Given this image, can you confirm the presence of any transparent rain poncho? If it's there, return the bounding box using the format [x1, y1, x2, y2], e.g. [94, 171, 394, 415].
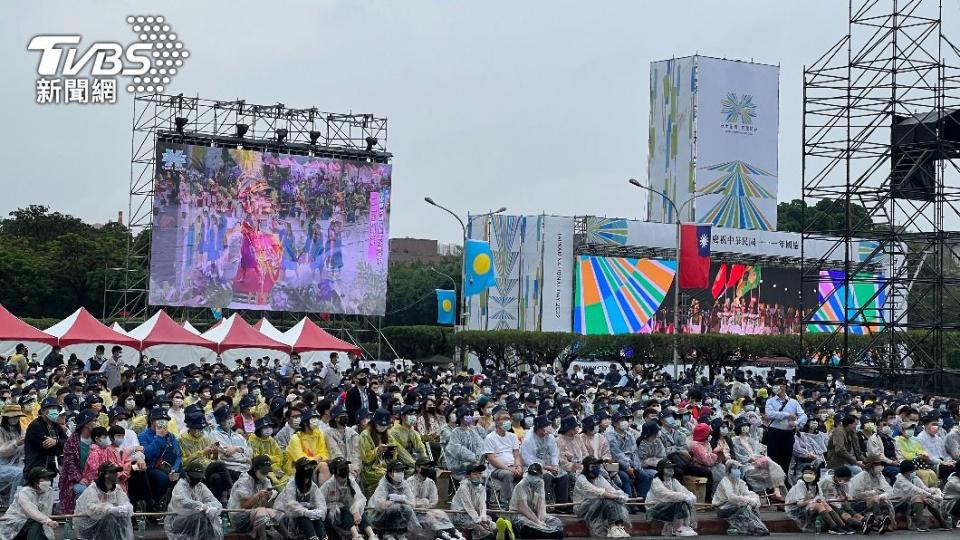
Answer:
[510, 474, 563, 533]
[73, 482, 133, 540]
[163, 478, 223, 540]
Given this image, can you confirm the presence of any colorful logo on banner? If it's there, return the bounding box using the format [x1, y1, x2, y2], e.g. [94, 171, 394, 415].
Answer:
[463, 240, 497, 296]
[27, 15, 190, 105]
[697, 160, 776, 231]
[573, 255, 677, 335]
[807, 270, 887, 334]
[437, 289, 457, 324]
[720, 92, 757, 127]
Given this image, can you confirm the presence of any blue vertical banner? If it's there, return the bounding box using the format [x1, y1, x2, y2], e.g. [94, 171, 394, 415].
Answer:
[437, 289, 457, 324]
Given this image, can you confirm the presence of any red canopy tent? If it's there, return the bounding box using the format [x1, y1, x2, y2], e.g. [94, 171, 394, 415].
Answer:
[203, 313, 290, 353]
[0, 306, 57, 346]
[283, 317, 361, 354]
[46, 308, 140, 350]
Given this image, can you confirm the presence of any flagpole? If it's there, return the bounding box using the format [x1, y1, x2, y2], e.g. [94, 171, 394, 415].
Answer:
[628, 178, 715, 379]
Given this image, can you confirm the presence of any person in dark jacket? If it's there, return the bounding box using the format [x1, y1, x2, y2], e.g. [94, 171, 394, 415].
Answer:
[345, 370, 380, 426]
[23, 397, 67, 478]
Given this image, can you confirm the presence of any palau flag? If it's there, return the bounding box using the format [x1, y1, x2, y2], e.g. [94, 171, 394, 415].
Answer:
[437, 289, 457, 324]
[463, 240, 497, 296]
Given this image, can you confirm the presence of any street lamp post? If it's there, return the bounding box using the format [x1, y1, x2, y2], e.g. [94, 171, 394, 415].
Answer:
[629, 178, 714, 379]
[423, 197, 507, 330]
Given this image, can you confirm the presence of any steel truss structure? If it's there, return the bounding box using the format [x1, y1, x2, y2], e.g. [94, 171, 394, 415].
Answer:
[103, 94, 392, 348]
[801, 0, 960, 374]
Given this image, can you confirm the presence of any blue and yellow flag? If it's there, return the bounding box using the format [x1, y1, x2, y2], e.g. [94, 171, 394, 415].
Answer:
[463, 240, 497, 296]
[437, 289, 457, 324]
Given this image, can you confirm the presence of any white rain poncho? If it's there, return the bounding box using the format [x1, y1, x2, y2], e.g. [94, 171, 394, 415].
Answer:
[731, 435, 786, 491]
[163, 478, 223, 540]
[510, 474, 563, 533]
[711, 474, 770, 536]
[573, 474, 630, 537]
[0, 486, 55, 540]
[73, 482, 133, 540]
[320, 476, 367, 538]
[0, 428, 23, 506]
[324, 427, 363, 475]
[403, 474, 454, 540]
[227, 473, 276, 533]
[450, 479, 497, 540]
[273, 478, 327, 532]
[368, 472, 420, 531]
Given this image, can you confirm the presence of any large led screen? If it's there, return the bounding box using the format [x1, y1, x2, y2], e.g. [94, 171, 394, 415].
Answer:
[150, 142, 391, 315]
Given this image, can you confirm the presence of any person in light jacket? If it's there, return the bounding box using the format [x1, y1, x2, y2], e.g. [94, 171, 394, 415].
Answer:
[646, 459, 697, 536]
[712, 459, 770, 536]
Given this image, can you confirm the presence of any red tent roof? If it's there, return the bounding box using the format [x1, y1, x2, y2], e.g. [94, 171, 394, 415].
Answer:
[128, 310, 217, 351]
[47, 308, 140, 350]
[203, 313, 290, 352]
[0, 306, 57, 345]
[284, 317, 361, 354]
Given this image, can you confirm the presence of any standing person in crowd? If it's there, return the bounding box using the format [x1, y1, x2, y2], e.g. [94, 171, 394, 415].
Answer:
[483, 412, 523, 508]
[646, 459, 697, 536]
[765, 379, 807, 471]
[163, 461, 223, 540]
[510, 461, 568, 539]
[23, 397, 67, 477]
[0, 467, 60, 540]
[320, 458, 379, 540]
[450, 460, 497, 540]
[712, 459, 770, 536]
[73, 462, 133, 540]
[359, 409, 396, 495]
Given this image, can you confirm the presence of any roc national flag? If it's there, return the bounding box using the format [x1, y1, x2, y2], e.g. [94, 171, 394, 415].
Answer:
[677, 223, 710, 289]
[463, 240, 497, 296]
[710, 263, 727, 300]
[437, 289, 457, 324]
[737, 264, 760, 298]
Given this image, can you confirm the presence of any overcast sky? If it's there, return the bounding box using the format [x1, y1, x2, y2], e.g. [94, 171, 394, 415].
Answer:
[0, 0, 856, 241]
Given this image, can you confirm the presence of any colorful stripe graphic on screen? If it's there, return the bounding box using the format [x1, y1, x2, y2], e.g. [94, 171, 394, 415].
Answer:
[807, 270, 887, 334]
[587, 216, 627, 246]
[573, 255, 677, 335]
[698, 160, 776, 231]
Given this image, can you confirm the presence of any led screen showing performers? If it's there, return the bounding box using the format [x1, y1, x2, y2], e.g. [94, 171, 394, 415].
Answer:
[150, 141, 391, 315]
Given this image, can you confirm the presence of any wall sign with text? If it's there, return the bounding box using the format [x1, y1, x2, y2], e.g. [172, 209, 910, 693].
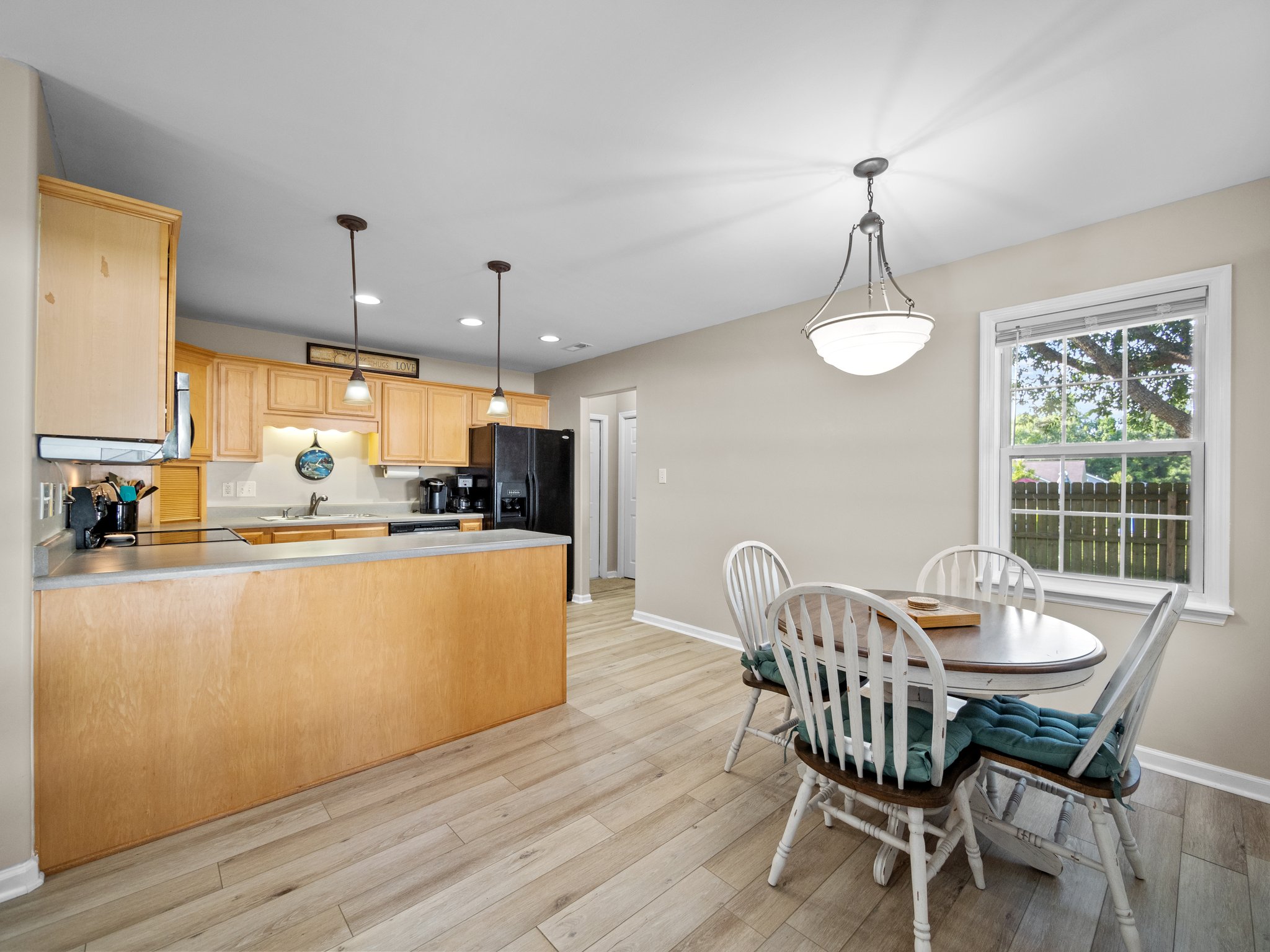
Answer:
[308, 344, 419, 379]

::::

▶ _AIM OF THE EXERCISE_: Copy out the entire listing above word for word, leaving out the pictures.

▶ _TASK ANSWER_:
Given this image, can you confirm the presence of any transparent rain poncho? If it's there, return the bounding box using the format [x1, y1, x2, y2], e.g. [94, 171, 394, 415].
Answer:
[510, 474, 563, 533]
[73, 482, 133, 540]
[163, 478, 223, 540]
Given this image, can you confirm the presence of any colorful logo on banner? If it's there, return the bounding box using the format [x1, y1, x2, y2], e.g. [94, 171, 394, 415].
Answer:
[463, 240, 497, 296]
[27, 15, 190, 105]
[697, 160, 776, 231]
[573, 255, 677, 335]
[807, 270, 887, 334]
[437, 289, 457, 324]
[720, 92, 757, 127]
Given this image, can you confirm the presence of any blue vertical banner? If it's there, return the bounding box using the format [x1, y1, x2, y2], e.g. [94, 171, 394, 415].
Answer:
[437, 289, 457, 324]
Given this image, can you confirm the presence of any red canopy tent? If it's there, return the bounding box using the format [x1, y1, x2, y2], e.g. [94, 171, 394, 415].
Answer:
[203, 313, 290, 353]
[0, 306, 57, 346]
[283, 317, 361, 354]
[46, 308, 140, 350]
Given this image, can you confirm the presence of any flagpole? If it's there, return the bounding box using the format [x1, y1, x2, y2], e.g. [94, 171, 394, 415].
Answer:
[628, 178, 715, 379]
Given this image, can you confirm the presence of any person in dark jacket? If it's there, return the bounding box using the format [x1, y1, x2, y2], e.g. [94, 171, 394, 415].
Answer:
[345, 370, 380, 426]
[23, 397, 67, 478]
Given this image, can you confirm the presence of any palau flag? If it's there, return the bounding box using the format [x1, y1, x2, y2], e.g. [94, 171, 394, 415].
Answer:
[437, 289, 457, 324]
[463, 240, 497, 296]
Given this image, can you confirm the presence of any street lamp post? If it's there, return the bounding box using the format [x1, y1, x2, y2], e.g. [94, 171, 394, 415].
Answer:
[629, 178, 714, 379]
[423, 197, 507, 330]
Given this image, can you confirm the presence of any steel truss structure? If it's there, return the bounding box using the format [x1, y1, x2, y2], e.g. [94, 171, 394, 415].
Answer:
[103, 94, 392, 348]
[801, 0, 960, 374]
Given this image, can you confirm the presence of any blue and yellow flag? If it's there, return the bounding box using the format [x1, y1, x2, y2], e.g. [94, 171, 394, 415].
Answer:
[463, 240, 497, 296]
[437, 289, 457, 324]
Given this image, can you confirm the presence of any white rain poncho? If it's there, return the bounding box using the format [x1, y1, x2, y2], e.g. [94, 171, 394, 415].
Answer:
[731, 435, 786, 491]
[163, 478, 223, 540]
[510, 474, 563, 533]
[711, 474, 770, 536]
[573, 474, 630, 537]
[0, 486, 55, 540]
[73, 482, 133, 540]
[320, 476, 367, 538]
[0, 428, 23, 506]
[324, 427, 363, 475]
[403, 474, 454, 540]
[227, 473, 276, 533]
[450, 479, 497, 540]
[273, 478, 327, 532]
[368, 472, 420, 531]
Given this image, can you confirm the presence of any large led screen? If it's there, return the bounding box using the format [x1, y1, x2, y2], e.g. [94, 171, 394, 415].
Answer:
[150, 142, 391, 315]
Given this image, can you confirm the presence of any person in light jacket? If it's there, return the bounding box using the format [x1, y1, x2, y2], e.g. [94, 171, 394, 415].
Answer:
[646, 459, 697, 536]
[712, 459, 770, 536]
Given this image, can you confirm the presence of any red tent roof? If it's there, return the bounding box using the format [x1, y1, x2, y2], e.g. [94, 171, 394, 415].
Answer:
[128, 310, 217, 351]
[47, 308, 140, 350]
[203, 313, 290, 352]
[0, 306, 57, 345]
[284, 317, 361, 354]
Given this image, can you confirm the presence of any standing person in crowd? If it's there, return the bounding box using the format [x1, y1, x2, y2], e.g. [94, 171, 394, 415].
Answer:
[483, 412, 523, 508]
[646, 459, 697, 536]
[765, 379, 807, 471]
[163, 461, 223, 540]
[510, 461, 568, 539]
[23, 397, 67, 477]
[0, 467, 60, 540]
[320, 458, 379, 540]
[450, 460, 497, 540]
[712, 459, 770, 536]
[73, 462, 133, 540]
[359, 409, 396, 495]
Given this image, can you confirm the presence of any roc national flag? If it's there, return the bounding box using the format [x1, y1, x2, y2], e.g. [94, 171, 394, 415].
Answer:
[677, 223, 710, 289]
[463, 240, 497, 296]
[710, 263, 727, 300]
[437, 289, 457, 324]
[737, 264, 760, 298]
Given this image, can you confirm the presence of any overcast sky? If it's there, return the bounding box using the format [x1, y1, x2, y2], e.g. [94, 171, 394, 415].
Answer:
[0, 0, 856, 241]
Given this image, can you confirm the presence of any colorful stripe graphic on screen? If it's there, return the bounding box using the format [x1, y1, x2, y2], e.g. [94, 171, 394, 415].
Answer:
[807, 270, 887, 334]
[587, 216, 627, 246]
[573, 255, 677, 335]
[698, 160, 776, 231]
Given this image, can you confirm the presence of any led screen showing performers? If it's there, return the bounding box using the format [x1, y1, x2, y2], e.g. [94, 171, 394, 415].
Answer:
[150, 141, 391, 315]
Given this image, can you confirm the presence of any wall sign with text? If it's there, return the bounding box using the format [x1, y1, x2, y2], e.g. [172, 209, 910, 693].
Answer:
[308, 344, 419, 379]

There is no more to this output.